Stored records:
○ ○ ○ ○ ○ ○ ○

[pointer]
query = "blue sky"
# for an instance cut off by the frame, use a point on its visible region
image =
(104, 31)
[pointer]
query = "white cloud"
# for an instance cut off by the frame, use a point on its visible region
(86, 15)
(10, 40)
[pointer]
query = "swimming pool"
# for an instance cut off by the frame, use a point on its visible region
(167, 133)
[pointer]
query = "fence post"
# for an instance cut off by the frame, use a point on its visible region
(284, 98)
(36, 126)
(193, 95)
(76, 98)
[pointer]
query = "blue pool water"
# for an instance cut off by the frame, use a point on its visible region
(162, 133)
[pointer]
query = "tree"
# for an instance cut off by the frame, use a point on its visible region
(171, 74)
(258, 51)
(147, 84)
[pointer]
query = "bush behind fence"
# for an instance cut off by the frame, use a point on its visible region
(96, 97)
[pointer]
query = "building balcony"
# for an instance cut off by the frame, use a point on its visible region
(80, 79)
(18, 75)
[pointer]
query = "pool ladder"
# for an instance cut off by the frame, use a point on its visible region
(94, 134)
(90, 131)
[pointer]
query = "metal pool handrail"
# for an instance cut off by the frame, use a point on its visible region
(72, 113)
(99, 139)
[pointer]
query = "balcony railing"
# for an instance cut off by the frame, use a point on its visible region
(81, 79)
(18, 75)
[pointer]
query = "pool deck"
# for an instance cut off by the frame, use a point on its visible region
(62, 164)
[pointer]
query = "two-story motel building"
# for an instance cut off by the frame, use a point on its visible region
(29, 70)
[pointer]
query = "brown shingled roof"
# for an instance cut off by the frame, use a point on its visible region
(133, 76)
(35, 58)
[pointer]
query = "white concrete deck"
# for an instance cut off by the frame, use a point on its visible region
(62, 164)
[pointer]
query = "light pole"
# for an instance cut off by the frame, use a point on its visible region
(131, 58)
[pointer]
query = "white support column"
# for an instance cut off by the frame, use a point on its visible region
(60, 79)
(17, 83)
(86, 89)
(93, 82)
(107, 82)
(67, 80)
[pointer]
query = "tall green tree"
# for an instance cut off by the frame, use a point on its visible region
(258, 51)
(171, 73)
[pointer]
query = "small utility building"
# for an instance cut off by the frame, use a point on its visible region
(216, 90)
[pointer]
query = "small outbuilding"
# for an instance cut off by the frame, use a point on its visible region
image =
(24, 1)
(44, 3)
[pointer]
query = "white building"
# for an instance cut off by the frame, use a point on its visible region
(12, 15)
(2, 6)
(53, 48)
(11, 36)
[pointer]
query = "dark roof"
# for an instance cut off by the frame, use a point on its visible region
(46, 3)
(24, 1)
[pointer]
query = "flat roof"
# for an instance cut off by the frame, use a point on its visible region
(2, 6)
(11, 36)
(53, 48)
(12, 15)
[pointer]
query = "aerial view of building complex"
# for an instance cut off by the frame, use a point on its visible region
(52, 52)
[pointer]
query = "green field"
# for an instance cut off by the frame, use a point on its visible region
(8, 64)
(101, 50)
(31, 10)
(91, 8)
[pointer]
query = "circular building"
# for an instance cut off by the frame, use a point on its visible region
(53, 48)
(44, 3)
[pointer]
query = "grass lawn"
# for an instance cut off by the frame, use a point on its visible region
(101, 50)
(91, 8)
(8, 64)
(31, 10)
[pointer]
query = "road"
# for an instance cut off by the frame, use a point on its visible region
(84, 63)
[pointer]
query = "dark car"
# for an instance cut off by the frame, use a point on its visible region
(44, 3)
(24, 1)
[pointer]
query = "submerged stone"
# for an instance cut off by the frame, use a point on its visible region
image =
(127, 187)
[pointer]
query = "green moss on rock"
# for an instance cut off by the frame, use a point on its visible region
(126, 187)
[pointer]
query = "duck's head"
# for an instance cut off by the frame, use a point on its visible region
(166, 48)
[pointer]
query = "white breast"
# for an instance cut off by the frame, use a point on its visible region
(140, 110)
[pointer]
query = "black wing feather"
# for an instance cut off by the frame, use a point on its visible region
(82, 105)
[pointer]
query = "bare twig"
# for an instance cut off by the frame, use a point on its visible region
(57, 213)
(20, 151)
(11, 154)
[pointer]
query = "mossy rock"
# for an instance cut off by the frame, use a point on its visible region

○ ○ ○ ○ ○ ○ ○

▶ **To be done**: List every line of the listing above that contains the word "small".

▶ **Task output**:
query = "small utility building"
query = "small outbuilding"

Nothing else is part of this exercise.